INPUT ROWS
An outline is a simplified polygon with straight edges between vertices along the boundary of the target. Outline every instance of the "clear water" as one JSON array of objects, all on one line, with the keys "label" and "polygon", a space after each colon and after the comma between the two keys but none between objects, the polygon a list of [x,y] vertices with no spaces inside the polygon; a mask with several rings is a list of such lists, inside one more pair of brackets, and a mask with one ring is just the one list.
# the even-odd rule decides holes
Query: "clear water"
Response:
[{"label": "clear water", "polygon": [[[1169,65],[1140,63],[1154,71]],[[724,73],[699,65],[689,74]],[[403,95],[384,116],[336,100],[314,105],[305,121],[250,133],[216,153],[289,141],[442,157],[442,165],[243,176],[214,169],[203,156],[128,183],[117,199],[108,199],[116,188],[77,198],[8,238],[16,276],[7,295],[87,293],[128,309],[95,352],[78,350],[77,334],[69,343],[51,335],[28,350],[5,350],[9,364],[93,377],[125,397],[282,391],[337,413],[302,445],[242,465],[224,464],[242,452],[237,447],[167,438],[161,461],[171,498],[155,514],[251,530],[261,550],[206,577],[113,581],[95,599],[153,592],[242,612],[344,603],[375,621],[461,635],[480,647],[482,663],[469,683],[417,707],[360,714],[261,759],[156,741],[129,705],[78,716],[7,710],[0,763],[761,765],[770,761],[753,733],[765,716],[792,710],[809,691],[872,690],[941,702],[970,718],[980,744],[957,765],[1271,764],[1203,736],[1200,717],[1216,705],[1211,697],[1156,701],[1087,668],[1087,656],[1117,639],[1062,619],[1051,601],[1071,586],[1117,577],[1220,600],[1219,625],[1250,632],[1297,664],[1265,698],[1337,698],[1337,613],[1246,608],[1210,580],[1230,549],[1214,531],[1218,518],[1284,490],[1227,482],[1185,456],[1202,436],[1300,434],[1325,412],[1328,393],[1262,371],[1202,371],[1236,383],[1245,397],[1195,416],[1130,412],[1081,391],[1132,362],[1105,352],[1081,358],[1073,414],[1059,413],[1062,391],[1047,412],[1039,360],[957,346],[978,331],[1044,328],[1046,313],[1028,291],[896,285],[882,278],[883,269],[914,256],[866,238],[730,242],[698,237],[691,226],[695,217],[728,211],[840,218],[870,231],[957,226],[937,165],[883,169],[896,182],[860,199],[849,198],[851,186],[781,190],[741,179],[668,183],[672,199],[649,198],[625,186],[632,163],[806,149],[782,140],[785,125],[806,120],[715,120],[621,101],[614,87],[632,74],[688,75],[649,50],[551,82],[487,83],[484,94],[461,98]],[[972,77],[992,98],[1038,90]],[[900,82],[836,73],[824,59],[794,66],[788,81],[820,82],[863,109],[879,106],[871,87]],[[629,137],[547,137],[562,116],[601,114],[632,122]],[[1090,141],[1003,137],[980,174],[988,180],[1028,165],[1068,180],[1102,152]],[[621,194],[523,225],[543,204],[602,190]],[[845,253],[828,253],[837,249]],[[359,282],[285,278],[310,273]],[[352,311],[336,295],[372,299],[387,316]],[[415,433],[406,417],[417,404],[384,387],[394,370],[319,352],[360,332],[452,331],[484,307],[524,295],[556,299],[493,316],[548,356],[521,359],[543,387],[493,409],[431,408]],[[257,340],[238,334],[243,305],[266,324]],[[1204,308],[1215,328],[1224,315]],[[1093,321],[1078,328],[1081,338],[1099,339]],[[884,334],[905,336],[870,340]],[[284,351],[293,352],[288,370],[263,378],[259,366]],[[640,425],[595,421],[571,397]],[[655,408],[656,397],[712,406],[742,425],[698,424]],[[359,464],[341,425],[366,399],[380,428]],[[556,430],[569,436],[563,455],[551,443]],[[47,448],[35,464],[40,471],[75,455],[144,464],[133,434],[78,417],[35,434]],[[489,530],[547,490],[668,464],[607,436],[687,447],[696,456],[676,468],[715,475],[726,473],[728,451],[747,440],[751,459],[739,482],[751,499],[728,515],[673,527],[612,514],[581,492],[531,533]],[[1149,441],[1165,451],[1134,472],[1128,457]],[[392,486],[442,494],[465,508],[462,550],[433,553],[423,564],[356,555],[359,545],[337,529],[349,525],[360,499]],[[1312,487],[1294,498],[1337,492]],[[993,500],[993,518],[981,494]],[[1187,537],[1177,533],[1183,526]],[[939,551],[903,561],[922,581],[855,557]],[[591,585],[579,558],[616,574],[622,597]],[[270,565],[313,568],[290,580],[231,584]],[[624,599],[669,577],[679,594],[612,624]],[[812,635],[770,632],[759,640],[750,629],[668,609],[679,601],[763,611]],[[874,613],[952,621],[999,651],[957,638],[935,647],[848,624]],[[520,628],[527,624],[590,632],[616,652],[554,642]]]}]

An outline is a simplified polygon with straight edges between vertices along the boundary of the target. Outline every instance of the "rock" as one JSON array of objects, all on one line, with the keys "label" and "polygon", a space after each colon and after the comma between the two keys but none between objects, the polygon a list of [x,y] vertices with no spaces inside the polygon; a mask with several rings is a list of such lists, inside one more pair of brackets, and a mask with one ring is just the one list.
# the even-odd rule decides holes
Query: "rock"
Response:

REQUIREMENT
Give an exact repetition of all the material.

THE ANSWER
An outline is a simplified polygon with straight edges between vertices along the boundary of the target. Outline every instance of the "clear water" as one JSON array of objects, all on one line, with the keys "label" and "polygon", a space after each colon and after the comma between the two keys but none between objects, the polygon a list of [x,y] vertices with no spaces inside the polygon; a mask with several rings is a list of such lists, inside one more pair of brackets, and a mask with one ring is just the one list.
# the even-odd rule decides holes
Query: "clear water"
Response:
[{"label": "clear water", "polygon": [[[1169,65],[1140,63],[1154,71]],[[724,73],[699,65],[689,74]],[[403,95],[384,116],[336,100],[314,105],[305,121],[250,133],[216,153],[289,141],[442,157],[442,165],[243,176],[214,169],[203,156],[128,183],[117,199],[108,199],[116,188],[77,198],[8,238],[16,276],[7,295],[87,293],[128,309],[95,352],[78,350],[77,334],[69,343],[51,335],[28,350],[5,350],[9,364],[93,377],[125,397],[282,391],[337,413],[302,445],[242,465],[224,464],[242,452],[237,447],[167,438],[161,461],[171,498],[155,514],[251,530],[261,550],[206,577],[113,581],[95,599],[153,592],[242,612],[344,603],[375,621],[461,635],[480,647],[482,663],[469,683],[417,707],[360,714],[261,759],[156,741],[129,705],[78,716],[7,710],[0,763],[761,765],[770,761],[753,733],[765,716],[792,710],[809,691],[872,690],[941,702],[970,718],[980,744],[957,765],[1271,764],[1203,736],[1200,717],[1216,705],[1211,697],[1156,701],[1087,668],[1087,656],[1117,639],[1062,619],[1051,601],[1071,586],[1117,577],[1220,600],[1219,625],[1250,632],[1297,664],[1265,698],[1337,698],[1337,613],[1246,608],[1210,580],[1230,549],[1214,531],[1218,518],[1284,490],[1227,482],[1185,456],[1202,436],[1300,434],[1325,412],[1328,393],[1262,371],[1202,371],[1236,383],[1245,397],[1195,416],[1130,412],[1081,391],[1132,362],[1105,352],[1081,358],[1073,414],[1059,413],[1062,391],[1047,412],[1039,360],[957,346],[978,331],[1044,328],[1046,313],[1028,291],[896,285],[882,278],[883,269],[914,256],[866,238],[730,242],[698,237],[691,226],[695,217],[728,211],[840,218],[870,231],[957,226],[937,165],[883,169],[896,182],[860,199],[849,198],[851,186],[781,190],[741,179],[668,183],[672,199],[649,198],[625,186],[632,163],[806,149],[782,140],[785,125],[806,120],[715,120],[621,101],[614,87],[632,74],[688,75],[649,50],[551,82],[487,83],[484,94],[461,98]],[[972,77],[992,98],[1038,90]],[[900,82],[836,73],[824,59],[794,66],[788,81],[820,82],[863,109],[879,106],[871,87]],[[629,137],[547,137],[562,116],[601,114],[632,122]],[[1090,141],[1003,137],[980,174],[988,180],[1028,165],[1068,180],[1102,152]],[[621,194],[523,225],[543,204],[602,190]],[[845,253],[828,253],[837,249]],[[359,282],[285,278],[310,273]],[[352,311],[336,295],[372,299],[387,316]],[[415,433],[406,417],[417,404],[384,387],[394,370],[319,352],[360,332],[452,331],[484,307],[524,295],[556,299],[493,316],[548,356],[521,359],[543,387],[493,409],[431,408]],[[257,340],[238,334],[243,305],[266,324]],[[1204,308],[1215,328],[1224,315]],[[1093,321],[1078,328],[1081,338],[1099,339]],[[884,334],[905,336],[870,340]],[[284,351],[293,352],[288,370],[263,378],[259,366]],[[640,425],[595,421],[571,397]],[[655,408],[656,397],[712,406],[742,425],[698,424]],[[359,464],[341,425],[366,399],[380,428]],[[556,430],[569,436],[563,455],[551,443]],[[47,448],[35,464],[40,471],[75,455],[144,464],[133,434],[78,417],[35,434]],[[489,530],[547,490],[668,464],[607,436],[687,447],[696,456],[676,468],[715,475],[726,473],[728,451],[747,440],[751,459],[739,482],[751,499],[728,515],[673,527],[612,514],[581,492],[531,533]],[[1149,441],[1165,451],[1134,472],[1128,457]],[[392,486],[442,494],[465,508],[462,550],[433,553],[423,564],[356,555],[359,545],[337,529],[349,525],[360,499]],[[1312,487],[1294,498],[1337,492]],[[993,500],[993,518],[981,494]],[[1187,537],[1177,533],[1183,526]],[[939,551],[903,561],[922,581],[855,557]],[[591,585],[579,558],[616,574],[622,597]],[[270,565],[313,568],[290,580],[231,584]],[[624,599],[669,577],[679,594],[612,624]],[[812,635],[770,632],[759,640],[750,629],[668,609],[679,601],[763,611]],[[874,613],[952,621],[999,651],[957,638],[935,647],[848,624]],[[520,628],[527,624],[590,632],[616,652],[554,642]]]}]

An outline is a simplified polygon with straight edges between vertices along the boundary of the target. Outline every instance of the "rock" as one JSON array of objects, all on one line, with the keys "label" and "polygon", a space after each colon and after the comma between the two keys but none between objects, the polygon a list of [x,y] vertices with no spaces inside the polygon; a mask with several rings is a list of such lists, inside one more pair of brackets, and a mask with one ring is just the one list.
# the even-odd rule decides holes
Query: "rock"
Response:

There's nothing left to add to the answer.